_Textauszug_
===
Verantwortung im Umgang mit Geschichte übernehmen – das ist die Kernbotschaft der Rede Johano Strassers bei der Freitagskundgebung gegen den Nazi-Aufmarsch in Bad Nenndorf gewesen.

Von Guido Scholl

Der ehemalige Vorsitzende des P.E.N.-Clubs sprach vor dem Wincklerbad zu weit mehr als 100 Bad Nenndorfern und zahlreichen weiteren Menschen von außerhalb, die das Bündnis „Bad Nenndorf ist bunt“ unterstützten.
Der 1939 in den Niederlanden geborene Politologe und Schriftsteller könnte sich wegen seiner Abstammung leicht aus der Verantwortung nehmen, wie er selbst sagte. Doch er sei mitverantwortlich dafür, dass mit dem, was geschehen ist, sorgsam umgegangen wird. „Wenn ein Volk sich seiner Geschichte stellt, dann der ganzen“, so Strasser. Nichts habe so sehr zum Ansehen Deutschlands beigetragen wie der Wille, die eigene Vergangenheit aufzuarbeiten.
===
_Ziel der Übung_
Führen Sie den Textauszug über Johano Strassers Rede in Bad Nenndorf im Anschluss an seinen letzten Satz fort. Die Datensätze spielen hierfür keine Rolle.
===
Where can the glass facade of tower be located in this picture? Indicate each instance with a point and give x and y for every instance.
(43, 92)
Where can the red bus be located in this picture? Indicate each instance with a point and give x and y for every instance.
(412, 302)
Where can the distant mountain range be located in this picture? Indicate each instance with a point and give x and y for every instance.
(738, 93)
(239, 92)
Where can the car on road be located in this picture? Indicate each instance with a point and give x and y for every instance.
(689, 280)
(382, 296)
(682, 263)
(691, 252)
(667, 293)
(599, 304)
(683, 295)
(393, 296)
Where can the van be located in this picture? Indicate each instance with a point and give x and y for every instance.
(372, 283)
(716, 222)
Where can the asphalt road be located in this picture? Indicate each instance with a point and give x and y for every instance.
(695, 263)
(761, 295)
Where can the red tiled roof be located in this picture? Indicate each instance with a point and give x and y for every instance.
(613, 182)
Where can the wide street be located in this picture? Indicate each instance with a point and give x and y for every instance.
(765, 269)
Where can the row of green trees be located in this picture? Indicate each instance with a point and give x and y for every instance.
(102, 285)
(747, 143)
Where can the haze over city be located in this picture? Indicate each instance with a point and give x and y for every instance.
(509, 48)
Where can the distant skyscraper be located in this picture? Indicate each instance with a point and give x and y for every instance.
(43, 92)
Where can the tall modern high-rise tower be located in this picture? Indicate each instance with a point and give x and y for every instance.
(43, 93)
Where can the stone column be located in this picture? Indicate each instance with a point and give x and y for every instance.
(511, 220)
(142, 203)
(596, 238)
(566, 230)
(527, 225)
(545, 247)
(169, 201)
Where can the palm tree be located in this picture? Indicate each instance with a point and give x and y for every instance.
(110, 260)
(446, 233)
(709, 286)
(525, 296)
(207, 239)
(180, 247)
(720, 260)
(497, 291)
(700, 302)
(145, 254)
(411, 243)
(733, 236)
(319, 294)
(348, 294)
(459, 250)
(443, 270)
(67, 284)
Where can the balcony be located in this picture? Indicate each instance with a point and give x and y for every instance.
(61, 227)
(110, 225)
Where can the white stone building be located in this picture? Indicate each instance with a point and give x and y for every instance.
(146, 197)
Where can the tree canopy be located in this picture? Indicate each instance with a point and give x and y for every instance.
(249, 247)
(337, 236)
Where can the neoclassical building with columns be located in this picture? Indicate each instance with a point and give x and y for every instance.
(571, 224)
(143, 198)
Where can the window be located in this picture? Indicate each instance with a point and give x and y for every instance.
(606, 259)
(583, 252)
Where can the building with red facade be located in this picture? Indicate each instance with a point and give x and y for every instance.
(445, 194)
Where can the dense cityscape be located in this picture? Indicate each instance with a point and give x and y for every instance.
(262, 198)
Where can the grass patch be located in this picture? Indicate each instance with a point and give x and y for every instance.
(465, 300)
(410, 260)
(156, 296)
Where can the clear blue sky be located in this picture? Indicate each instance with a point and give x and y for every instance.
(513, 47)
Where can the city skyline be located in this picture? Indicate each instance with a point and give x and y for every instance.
===
_Antwort zur Übung_
Die Kurstadt erhielt ein uneingeschränktes Lob des Hauptredners: „Ich gratuliere der Stadt zu ihren Bürgern.“ Dazu, dass die Polizei Menschen „um des lieben Friedens willen“ zum Umsiedeln rät, werde es in Bad Nenndorf nicht kommen. Damit spielte Strasser auf die Entwicklung mancher Gegenden in Ostdeutschland an, wo die Bevölkerung Neonazis gewähren lassen habe. In solchen Gegenden lege sich „ein Schleier des Hasses und des Misstrauens“ über ganze Städte und Dörfer.

Die Vorsitzende der Jüdischen Gemeinde Bad Nenndorf, Marina Jalowaja, erinnerte an das Schicksal Anne Franks, die im Konzentrationslager Bergen-Belsen ermordet worden war. Das junge Mädchen hätte zur großen Schriftstellerin heranwachsen können, so Jalowaja. Jene, die die Ideologie der Mörder von damals in Bad Nenndorf verbreiten wollen, hätten lediglich im Sinn, von den Gräueln des Nationalsozialismus abzulenken, wenn sie die Opfer der Folter im Wincklerbad in den Fokus rücken. „Die Nazi-Vergangenheit darf nie wieder Gegenwart werden“, mahnte Jalowaja.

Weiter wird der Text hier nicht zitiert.